__Kutipan untuk Dibaca__.
Bahkan sepekan sebelum wafat, Anni punya wasiat khusus untuk Raih Salsabila. “Pesan terakhir, Raih Salsabila diminta untuk mengambil sekolah profesi aktuaris dan nantinya buka kantor aktuaris di Surabaya. Bahkan almarhumah sudah menyiapkan dana untuk sekolah profesi itu,” ungkapnya pada PWMU.CO, Senin sore.

Mengenang RA Anni Muttamimah. Almarhumah saat akad nikah tahun 8 Nopember 1993. Ketika itu almarhumah mengenakan cadar yang dikenakannya dalam keseharian masa lajangnya. Sesuai rencana pribadinya, cadar itu kemudian dilepasnya dan kemudian tampil dengan hijab yang menampakkan wajah beberapa saat setelah menikah. (sumber foto imansupri.com)

Menikah Semester Tujuh

RA Anni Muttamimah, lahir di Pamekasan, 7 Pebruari 1971 dari pasangan R Tsauri Monier dan RA Hakimah.

Dia dinikahi oleh Iman Supriyono di KUA Gubeng, Surabaya, pada 8 November 1993. Saat itu Anni masih kuliah semester tujuh di Jurusan Teknik Kimia Fakultas Teknik Industri (FTI) ITS Surabaya. Anni masuk ITS tahun 1990 tapi baru lulus tahun 2000.

“Dia sering cuti untuk melahirkan. Saat lulus 2000 punya anak tiga dan hamil anak keempat,” kata Iman Supriyono, lulusan Teknik Mesin FTI ITS tahun 1990 dan Pascasarjana Unair tahun 1998 bergelar Magister Manajemen.

__Langkah yang Diperlukan__.
a - Jawablah pertanyaan berikut berdasarkan kutipan tentang RA Anni Muttamimah.
(i) Sekolah profesi apa yang diminta Anni untuk diambil oleh Raih Salsabila?
(ii) Di kota mana dan pada tanggal berapa Anni lahir?
(iii) Di KUA mana Iman Supriyono menikahi Anni?
b - Teruskan kutipan tentang RA Anni Muttamimah, mulai setelah kalimat terakhirnya.

__Data Mentah__.

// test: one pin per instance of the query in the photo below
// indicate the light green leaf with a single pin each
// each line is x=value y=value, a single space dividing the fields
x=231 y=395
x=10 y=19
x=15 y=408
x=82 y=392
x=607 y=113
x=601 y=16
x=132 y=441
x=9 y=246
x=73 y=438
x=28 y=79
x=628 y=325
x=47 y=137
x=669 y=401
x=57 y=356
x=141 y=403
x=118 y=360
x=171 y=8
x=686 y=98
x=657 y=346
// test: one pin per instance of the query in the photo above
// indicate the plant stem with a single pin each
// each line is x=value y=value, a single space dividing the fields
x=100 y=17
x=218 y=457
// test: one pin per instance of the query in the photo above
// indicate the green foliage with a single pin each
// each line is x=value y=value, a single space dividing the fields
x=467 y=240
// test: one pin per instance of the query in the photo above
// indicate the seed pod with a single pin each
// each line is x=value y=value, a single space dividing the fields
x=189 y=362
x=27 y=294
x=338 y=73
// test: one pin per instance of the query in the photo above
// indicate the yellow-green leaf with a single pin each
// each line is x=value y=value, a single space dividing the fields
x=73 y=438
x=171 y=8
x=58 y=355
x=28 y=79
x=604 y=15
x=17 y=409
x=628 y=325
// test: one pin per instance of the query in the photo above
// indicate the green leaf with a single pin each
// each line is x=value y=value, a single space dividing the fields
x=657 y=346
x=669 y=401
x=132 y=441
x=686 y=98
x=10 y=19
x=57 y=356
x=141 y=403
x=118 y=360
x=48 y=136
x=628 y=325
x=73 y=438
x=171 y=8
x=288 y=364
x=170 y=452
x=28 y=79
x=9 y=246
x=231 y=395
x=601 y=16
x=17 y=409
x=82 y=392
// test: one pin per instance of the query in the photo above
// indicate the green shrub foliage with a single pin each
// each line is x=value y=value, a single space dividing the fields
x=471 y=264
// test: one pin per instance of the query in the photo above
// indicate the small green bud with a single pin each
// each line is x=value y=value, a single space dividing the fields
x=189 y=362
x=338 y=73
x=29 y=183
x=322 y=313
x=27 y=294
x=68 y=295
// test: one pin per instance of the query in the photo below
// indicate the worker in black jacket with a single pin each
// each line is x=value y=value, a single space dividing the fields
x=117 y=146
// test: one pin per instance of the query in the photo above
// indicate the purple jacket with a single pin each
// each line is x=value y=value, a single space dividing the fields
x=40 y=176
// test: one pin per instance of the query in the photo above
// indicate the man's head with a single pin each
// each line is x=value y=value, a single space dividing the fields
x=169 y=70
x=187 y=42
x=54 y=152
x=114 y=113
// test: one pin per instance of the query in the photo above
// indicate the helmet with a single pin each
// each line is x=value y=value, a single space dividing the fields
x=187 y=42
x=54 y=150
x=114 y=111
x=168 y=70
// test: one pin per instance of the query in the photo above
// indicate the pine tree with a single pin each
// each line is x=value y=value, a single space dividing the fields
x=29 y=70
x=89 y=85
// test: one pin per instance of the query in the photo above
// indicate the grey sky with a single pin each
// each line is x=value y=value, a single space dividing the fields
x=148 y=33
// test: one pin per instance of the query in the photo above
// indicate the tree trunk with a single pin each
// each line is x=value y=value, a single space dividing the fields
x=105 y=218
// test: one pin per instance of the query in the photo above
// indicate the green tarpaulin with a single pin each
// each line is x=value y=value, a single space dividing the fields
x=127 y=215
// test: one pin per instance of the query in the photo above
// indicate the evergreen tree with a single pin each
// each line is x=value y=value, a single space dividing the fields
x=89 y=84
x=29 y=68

__Kumpulan Jawaban__.
a -
(i) Sekolah profesi aktuaris.
(ii) Di Pamekasan, pada 7 Pebruari 1971.
(iii) Di KUA Gubeng, Surabaya.

b -
Iman mengaku pernikahannya di-makcomblangi oleh seniornya di Jamaah Masjid Manarul Ilmi (JMMI) ITS, yaitu Muhammad Zubairi, mahasiswa D3 Teknik Sipil 1989.

Saat itu Iman adalah Sekretaris JMMI periode 1993-1994 dan ketuanya adalah Syafruddin, mahasiswa Teknik Fisika ITS angkatan 1990. “Saat itu almarhumah adalah Sekretaris Departemen Keputrian JMMI ITS dengan ketua Ari Dwiastuti,” ungkapnya. Baca kenangan Ari Dwiastuti bersama Anni Muttamimah 28 tahun lalu di sini!

Dalam tulisannya di imansupri.com berjudul, Karir Tak Terkenal Lulusan Bergengsi, Iman menjelaskan alasan dia memilh Anni. Tentu saja agama adalah pertimbangan utama dan pertama baginya.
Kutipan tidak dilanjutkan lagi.